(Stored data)

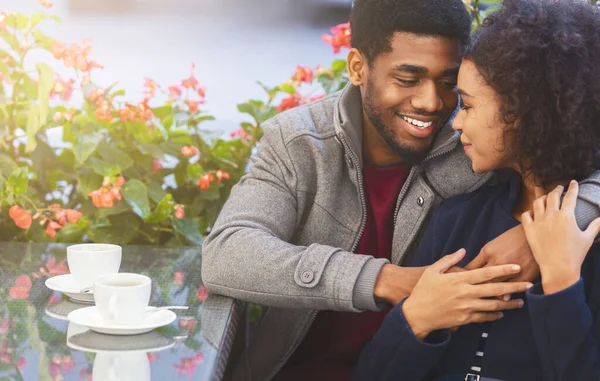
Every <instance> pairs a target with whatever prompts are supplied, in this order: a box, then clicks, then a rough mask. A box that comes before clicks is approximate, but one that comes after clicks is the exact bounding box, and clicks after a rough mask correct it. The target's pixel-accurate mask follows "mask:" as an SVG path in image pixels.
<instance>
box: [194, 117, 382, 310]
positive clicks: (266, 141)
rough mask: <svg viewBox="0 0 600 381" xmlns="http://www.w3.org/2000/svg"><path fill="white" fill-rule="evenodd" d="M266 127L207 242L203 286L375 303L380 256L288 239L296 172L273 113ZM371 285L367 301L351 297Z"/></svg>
mask: <svg viewBox="0 0 600 381" xmlns="http://www.w3.org/2000/svg"><path fill="white" fill-rule="evenodd" d="M264 132H265V135H264V137H263V140H262V141H261V144H260V147H259V150H258V152H257V154H256V155H255V156H254V157H253V165H252V166H251V168H250V171H249V173H248V174H247V175H246V176H244V177H243V178H242V179H241V180H240V182H239V184H237V185H236V186H235V187H234V188H233V190H232V192H231V195H230V197H229V199H228V200H227V202H226V204H225V206H224V207H223V210H222V211H221V214H220V215H219V218H218V220H217V222H216V223H215V226H214V227H213V230H212V232H211V234H210V235H209V237H208V238H207V239H206V241H205V243H204V247H203V254H202V255H203V261H202V278H203V281H204V283H205V285H206V287H207V288H208V289H209V290H210V291H211V292H213V293H217V294H221V295H227V296H230V297H233V298H236V299H240V300H244V301H249V302H253V303H258V304H262V305H267V306H275V307H285V308H308V309H330V310H343V311H360V310H363V309H367V308H369V307H370V309H376V305H375V299H374V297H373V294H372V292H373V291H372V290H373V287H374V284H375V279H376V277H377V274H378V273H379V271H380V269H381V267H382V266H383V265H384V264H386V263H387V261H386V260H385V259H374V258H373V257H371V256H367V255H358V254H353V253H350V252H347V251H344V250H342V249H340V248H335V247H331V246H326V245H321V244H318V243H315V244H312V245H310V246H296V245H293V244H291V243H289V242H290V241H291V240H292V239H293V237H294V235H295V234H296V230H297V226H298V211H297V208H298V205H297V195H296V186H295V185H296V181H297V177H296V176H297V174H296V170H295V168H294V165H293V159H292V158H291V157H289V156H288V152H287V149H286V147H285V144H284V139H283V136H282V133H281V130H280V128H279V127H278V125H277V122H276V120H272V121H270V122H268V123H267V124H266V125H265V126H264ZM359 278H360V279H359ZM369 288H370V293H368V297H369V298H370V300H367V301H366V302H365V301H363V302H362V304H361V303H356V302H357V301H356V300H354V299H355V298H356V295H360V294H361V292H360V291H361V290H362V291H363V293H362V294H363V295H364V290H369ZM355 289H356V290H357V291H358V292H355ZM367 299H368V298H367Z"/></svg>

(What is being asked): Reproduce every row above verbatim, but omit the picture.

(Response area):
Every <instance> pairs a target with whatever prompts are supplied, in this order: a box, then clicks, then a rough mask. A box that comes before clicks is approximate, but one that comes after clicks is the exact bounding box, and clicks after a rough mask correct it. The target's pixel-accurate mask follows "mask:" as an SVG path in image pixels.
<instance>
box: [194, 117, 382, 310]
positive clicks: (266, 141)
rough mask: <svg viewBox="0 0 600 381" xmlns="http://www.w3.org/2000/svg"><path fill="white" fill-rule="evenodd" d="M266 127L207 242L203 286L375 303L380 256L288 239L296 172L273 113ZM371 285L367 301L351 297Z"/></svg>
mask: <svg viewBox="0 0 600 381" xmlns="http://www.w3.org/2000/svg"><path fill="white" fill-rule="evenodd" d="M264 132H265V135H264V137H263V140H262V141H261V144H260V147H259V150H258V152H257V154H256V155H255V156H254V157H253V165H252V166H251V168H250V171H249V173H248V174H247V175H246V176H244V177H243V178H242V179H241V180H240V182H239V184H237V185H236V186H235V187H234V188H233V190H232V192H231V195H230V197H229V199H228V200H227V202H226V204H225V206H224V207H223V210H222V211H221V214H220V215H219V218H218V220H217V222H216V223H215V226H214V227H213V230H212V232H211V234H210V235H209V237H208V238H207V239H206V241H205V243H204V247H203V254H202V255H203V261H202V278H203V281H204V283H205V285H206V287H207V288H208V289H209V290H210V291H211V292H213V293H217V294H221V295H227V296H230V297H233V298H236V299H240V300H244V301H249V302H253V303H258V304H262V305H267V306H275V307H285V308H308V309H330V310H343V311H360V310H363V309H367V308H369V307H370V309H376V305H375V299H374V297H373V294H372V292H373V291H372V290H373V287H374V284H375V279H376V277H377V274H378V273H379V271H380V269H381V267H382V266H383V265H384V264H386V263H387V261H386V260H385V259H374V258H373V257H371V256H367V255H358V254H353V253H350V252H347V251H344V250H342V249H340V248H335V247H331V246H326V245H321V244H318V243H315V244H312V245H310V246H296V245H293V244H291V243H289V242H290V241H291V240H292V239H293V237H294V235H295V234H296V230H297V226H298V211H297V208H298V205H297V195H296V186H295V185H296V181H297V177H296V176H297V174H296V170H295V168H294V165H293V159H292V158H291V157H289V156H288V152H287V149H286V147H285V144H284V139H283V136H282V133H281V130H280V128H279V127H278V125H277V122H276V120H272V121H270V122H268V123H267V124H266V125H265V126H264ZM359 278H360V279H359ZM369 288H370V293H368V297H369V298H370V300H367V301H366V302H365V301H363V302H362V304H361V303H356V302H357V301H356V300H354V299H355V298H356V295H360V294H361V292H360V291H361V290H362V291H363V293H362V294H363V295H364V290H369ZM355 289H356V290H357V291H358V292H355ZM367 299H368V298H367Z"/></svg>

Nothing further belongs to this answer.